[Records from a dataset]
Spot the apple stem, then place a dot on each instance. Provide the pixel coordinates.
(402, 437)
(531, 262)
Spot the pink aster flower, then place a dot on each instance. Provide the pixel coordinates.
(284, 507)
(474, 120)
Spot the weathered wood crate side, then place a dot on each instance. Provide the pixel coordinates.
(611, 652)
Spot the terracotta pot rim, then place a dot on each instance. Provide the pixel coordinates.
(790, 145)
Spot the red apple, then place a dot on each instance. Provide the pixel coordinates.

YOUR INSTRUCTIONS: Every entry must be output again exactly as it was given.

TASK ANSWER:
Spot the apple stem, then place a dot on each instance. Provide the pixel coordinates.
(402, 437)
(531, 262)
Spot the pink aster flower, then place a dot on each instance. Provide the pixel coordinates.
(284, 507)
(474, 120)
Spot the weathered wood crate side, then place a dot on each instance. Provide the pixel coordinates.
(611, 652)
Spot the terracotta pot rim, then place a dot on each instance. Provide the pixel coordinates.
(790, 145)
Spot the red apple, then place a dot on each instance. Provide the pixel coordinates.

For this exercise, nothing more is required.